Reproduce verbatim the passage of the Project SOY article from "Sponsors are supporting" to "and graduate levels.".

====== Page ======

Project SOY
UNIVERSITY PROGRAM CELEBRATES 20TH YEAR
WHEN ALICIA HUSTON married into a farm family near Thamesville five years ago, she had little more than a passing acquaintance with some of the commodities grown on their farm — except for soybeans. As the University of Guelph Project SOY (Soybean Opportunities for Youth) student coordinator in 2005-2006, she’d learned a great deal about the oilseed’s versatility and flexibility. At the time, though, she didn’t know such an understanding would later serve her in such a practical way.
PHOTO: PROJECT SOY STUDENT COORDINATORS ALICIA HUSTON (2005-06) AND ELISABETH AERTS (2015-16) COME TOGETHER TO COMPARE NOTES DURING AN INFORMATION TRIP TO THE UNIVERSITY OF GUELPH RIDGETOWN CAMPUS.
“For me, learning about soybeans and managing Project SOY was eye-opening, realizing that there was a lot more to those little beans than tofu and animal feed,” she says. “Now, as a farm wife, I’m still able to rely on what I learned all those years ago. It was nice to move to the farm and not have a problem identifying soy in our back field. Plus, I know what my husband Mark is talking about when he mentions something about Grain Farmers of Ontario or Soy Canada.”
MILESTONE YEAR
This year marks the 20th anniversary of Project SOY. For the 2015-16 competition, organizers want to rally 20 teams or participants — or, as student coordinator Elisabeth Aerts calls it, “Twenty for twenty.”
Sponsors are supporting new incentives for all participants, including faculty mentors, along with a video that promotes participation in the contest’s three academic streams — diploma, undergraduate, and graduate levels.

====== Data entries ======

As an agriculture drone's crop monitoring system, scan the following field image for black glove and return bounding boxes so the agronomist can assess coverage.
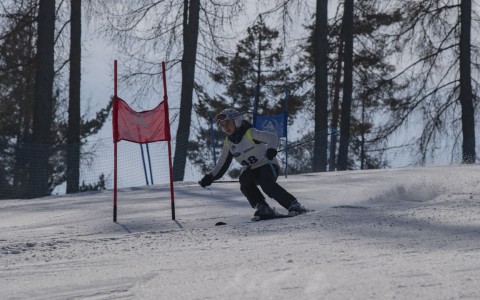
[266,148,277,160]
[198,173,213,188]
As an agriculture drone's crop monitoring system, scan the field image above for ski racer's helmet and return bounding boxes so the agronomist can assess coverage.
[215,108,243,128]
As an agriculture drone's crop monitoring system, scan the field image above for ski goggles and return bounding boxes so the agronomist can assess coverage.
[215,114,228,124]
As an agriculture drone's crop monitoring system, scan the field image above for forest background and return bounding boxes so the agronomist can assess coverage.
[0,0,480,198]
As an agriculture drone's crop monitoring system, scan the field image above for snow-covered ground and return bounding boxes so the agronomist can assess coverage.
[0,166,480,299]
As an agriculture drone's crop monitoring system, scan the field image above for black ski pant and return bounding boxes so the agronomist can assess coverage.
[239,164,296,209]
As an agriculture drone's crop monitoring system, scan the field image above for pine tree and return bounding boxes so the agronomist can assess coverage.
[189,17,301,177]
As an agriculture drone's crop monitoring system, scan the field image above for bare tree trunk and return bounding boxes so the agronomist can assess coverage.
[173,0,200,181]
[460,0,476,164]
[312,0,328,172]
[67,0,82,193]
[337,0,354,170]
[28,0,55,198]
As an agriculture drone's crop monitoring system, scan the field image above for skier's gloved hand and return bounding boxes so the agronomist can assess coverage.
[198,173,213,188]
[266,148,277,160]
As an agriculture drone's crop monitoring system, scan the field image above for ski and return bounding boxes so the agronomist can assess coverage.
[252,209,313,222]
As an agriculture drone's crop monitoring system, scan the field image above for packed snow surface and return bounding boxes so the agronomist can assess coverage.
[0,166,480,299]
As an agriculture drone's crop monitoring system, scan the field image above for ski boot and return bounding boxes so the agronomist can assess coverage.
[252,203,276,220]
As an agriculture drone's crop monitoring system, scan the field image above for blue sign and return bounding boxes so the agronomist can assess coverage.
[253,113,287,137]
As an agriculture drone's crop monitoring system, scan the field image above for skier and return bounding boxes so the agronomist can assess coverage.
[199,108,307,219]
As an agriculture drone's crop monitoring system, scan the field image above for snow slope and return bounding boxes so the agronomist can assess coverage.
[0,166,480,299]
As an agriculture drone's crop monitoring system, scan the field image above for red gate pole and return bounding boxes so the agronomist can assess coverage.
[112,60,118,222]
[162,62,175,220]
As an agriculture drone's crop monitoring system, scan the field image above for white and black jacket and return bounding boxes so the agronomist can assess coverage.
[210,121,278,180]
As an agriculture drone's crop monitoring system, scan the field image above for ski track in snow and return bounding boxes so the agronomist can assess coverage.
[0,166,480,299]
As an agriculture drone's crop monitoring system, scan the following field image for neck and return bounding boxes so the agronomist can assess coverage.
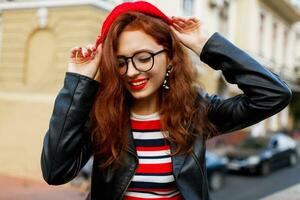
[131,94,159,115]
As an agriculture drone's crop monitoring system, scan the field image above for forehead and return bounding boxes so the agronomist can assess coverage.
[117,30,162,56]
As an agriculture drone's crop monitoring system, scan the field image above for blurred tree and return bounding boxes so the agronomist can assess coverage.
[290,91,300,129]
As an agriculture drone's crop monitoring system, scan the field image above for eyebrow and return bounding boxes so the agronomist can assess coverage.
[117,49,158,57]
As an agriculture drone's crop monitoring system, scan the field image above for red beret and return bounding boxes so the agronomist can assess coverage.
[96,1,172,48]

======
====== Data entries ======

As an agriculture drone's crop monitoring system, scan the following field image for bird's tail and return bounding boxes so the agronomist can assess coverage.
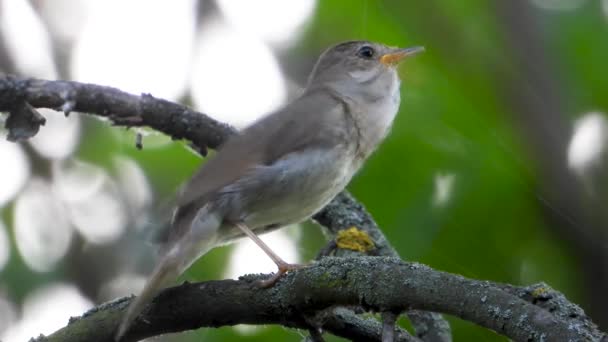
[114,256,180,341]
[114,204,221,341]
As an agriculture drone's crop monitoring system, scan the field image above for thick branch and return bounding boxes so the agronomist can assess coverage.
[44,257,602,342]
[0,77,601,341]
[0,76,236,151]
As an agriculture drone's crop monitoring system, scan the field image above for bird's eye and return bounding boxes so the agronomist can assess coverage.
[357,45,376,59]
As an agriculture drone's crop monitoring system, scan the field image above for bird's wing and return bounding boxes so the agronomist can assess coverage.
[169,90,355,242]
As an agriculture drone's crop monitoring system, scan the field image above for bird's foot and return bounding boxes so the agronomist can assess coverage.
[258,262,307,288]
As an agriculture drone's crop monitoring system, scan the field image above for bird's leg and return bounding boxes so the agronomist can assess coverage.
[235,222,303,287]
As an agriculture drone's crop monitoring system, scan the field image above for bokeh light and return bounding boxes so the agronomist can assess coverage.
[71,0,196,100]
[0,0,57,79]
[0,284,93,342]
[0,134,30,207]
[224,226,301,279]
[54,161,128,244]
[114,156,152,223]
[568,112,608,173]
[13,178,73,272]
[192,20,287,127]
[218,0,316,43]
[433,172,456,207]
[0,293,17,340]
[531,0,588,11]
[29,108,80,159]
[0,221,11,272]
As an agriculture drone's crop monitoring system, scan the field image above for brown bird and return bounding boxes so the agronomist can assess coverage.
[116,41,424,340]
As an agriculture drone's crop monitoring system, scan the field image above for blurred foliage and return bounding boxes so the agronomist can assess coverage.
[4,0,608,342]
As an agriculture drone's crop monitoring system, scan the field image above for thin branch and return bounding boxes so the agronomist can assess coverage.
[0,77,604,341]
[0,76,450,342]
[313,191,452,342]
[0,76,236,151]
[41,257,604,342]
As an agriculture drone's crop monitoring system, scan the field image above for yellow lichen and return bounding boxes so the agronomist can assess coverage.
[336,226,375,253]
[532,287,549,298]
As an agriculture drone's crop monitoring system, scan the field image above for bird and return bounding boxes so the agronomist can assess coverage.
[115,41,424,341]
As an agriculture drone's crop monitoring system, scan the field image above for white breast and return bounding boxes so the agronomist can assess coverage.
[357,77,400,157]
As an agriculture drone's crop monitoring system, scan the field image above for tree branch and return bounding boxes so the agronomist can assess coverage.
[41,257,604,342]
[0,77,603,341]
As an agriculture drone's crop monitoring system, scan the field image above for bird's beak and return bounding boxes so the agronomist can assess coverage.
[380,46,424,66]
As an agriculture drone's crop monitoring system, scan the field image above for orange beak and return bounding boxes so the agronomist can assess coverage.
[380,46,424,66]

======

Written answer
Sponsors are supporting new incentives for all participants, including faculty mentors, along with a video that promotes participation in the contest’s three academic streams — diploma, undergraduate, and graduate levels.